» **TEXT PROVIDED**:
Coyote Cowgirl, by Kim Antieau
Forge Books, 2003, $24.95.

LET ME GET my bias out of the way first: I got to read this book in manuscript form before it had found a publisher, and I loved it so much that I spent the next couple of years trying to find a home for it. There was nothing wrong with the book—it just didn't fit neatly into any category, which meant that a publisher would have to take a chance that it would find an audience.

Every editor who saw it loved it as much as I do, but didn't know what to do with it, until at last, Forge Books has stepped up with this handsome edition and I can finally buy multiple copies to hand around to all and sundry in my own circle of friends.

(And just for the record, no, I don't stand to benefit from its publication, except for the joy of finally seeing it in print.)

So what's it about? Allow me to quote from some publicity material that does a much more succinct job than I could of describing it: "While chasing stolen family treasures, Jeanne Les Flambeaux—of the famous Flambeaux chefs and restaurateurs of the Southwest—stumbles across a closet full of family skeletons—not to mention Crane, a talking crystal skull who may hold the key to the biggest secrets of all: why Jeanne won't eat, can't cook, and doesn't belong anywhere. Then Jeanne stops at La Magia restaurant in the little town of Sosegado, Arizona, and soon everyone comes to taste her food—and the truth."

What a plot summary doesn't begin to do is describe the sheer joy of Antieau's prose, which manages to be light-hearted, serious, lyrical, and down-to-earth all at the same time. The characters—especially Jeanne—are a joy, as well; larger than life, but at the same time, as familiar as our own family and friends.

» **EXTRACTED MATERIAL**:
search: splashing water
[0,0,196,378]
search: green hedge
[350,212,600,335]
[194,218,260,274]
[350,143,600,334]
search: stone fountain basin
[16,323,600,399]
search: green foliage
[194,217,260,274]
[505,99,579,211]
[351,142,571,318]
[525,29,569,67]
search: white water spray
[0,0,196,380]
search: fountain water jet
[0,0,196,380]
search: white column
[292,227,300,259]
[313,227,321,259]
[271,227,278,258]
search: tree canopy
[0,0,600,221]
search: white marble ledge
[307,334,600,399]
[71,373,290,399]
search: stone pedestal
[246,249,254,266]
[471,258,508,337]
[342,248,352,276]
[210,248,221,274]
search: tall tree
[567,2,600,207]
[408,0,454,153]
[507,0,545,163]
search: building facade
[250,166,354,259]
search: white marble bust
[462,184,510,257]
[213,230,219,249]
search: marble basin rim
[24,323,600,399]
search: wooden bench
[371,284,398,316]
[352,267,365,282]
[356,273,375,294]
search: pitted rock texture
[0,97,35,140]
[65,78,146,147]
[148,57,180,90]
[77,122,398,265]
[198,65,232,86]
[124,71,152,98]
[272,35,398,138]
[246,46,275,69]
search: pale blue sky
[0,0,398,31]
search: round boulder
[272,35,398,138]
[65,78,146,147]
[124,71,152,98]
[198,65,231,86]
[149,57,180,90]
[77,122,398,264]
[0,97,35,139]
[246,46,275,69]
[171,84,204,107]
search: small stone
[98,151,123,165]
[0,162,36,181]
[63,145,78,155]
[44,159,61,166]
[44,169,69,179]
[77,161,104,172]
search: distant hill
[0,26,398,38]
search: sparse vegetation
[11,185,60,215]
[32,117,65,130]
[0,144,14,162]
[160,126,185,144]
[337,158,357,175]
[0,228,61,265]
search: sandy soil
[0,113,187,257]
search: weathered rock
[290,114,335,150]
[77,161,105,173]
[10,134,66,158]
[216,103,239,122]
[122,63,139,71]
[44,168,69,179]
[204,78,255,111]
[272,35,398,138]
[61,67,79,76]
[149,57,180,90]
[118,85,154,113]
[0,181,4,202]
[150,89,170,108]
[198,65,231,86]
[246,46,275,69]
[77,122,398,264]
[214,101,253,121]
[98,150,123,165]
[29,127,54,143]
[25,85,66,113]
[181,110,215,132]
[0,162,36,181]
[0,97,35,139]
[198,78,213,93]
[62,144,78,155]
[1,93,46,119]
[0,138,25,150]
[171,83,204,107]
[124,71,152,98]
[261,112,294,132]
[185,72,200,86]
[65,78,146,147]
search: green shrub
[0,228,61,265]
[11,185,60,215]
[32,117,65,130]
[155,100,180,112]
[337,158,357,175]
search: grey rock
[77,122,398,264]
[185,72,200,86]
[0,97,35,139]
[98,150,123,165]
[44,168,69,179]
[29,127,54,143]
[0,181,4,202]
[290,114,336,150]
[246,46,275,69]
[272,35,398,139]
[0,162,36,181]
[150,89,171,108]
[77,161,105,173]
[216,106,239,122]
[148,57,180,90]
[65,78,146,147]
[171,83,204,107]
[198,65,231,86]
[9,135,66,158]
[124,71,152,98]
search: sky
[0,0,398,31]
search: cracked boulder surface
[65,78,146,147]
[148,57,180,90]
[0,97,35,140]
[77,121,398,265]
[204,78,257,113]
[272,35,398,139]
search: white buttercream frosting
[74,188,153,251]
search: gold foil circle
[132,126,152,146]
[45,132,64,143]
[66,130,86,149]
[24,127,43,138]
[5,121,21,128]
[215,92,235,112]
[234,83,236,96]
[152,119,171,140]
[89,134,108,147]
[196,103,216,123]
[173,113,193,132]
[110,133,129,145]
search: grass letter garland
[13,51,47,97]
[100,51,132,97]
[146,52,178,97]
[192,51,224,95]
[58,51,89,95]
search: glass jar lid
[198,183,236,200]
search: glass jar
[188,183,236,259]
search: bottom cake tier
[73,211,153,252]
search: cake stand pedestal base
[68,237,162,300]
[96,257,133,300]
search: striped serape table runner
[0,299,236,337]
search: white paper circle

» **TASKS TO PERFORM**:
1 – Answer these questions from the book review:
(a) Which publisher put out the book, and in what year?
(b) At what restaurant does Jeanne stop, and in which town?
(c) What is Crane?
2 – Quote the book review from "What a plot" up to and including "family and friends.".

» **ANSWERS TO THE EXERCISES**:
1 –
(a) Forge Books, in 2003.
(b) La Magia, in Sosegado, Arizona.
(c) A talking crystal skull.

2 –
What a plot summary doesn't begin to do is describe the sheer joy of Antieau's prose, which manages to be light-hearted, serious, lyrical, and down-to-earth all at the same time. The characters—especially Jeanne—are a joy, as well; larger than life, but at the same time, as familiar as our own family and friends.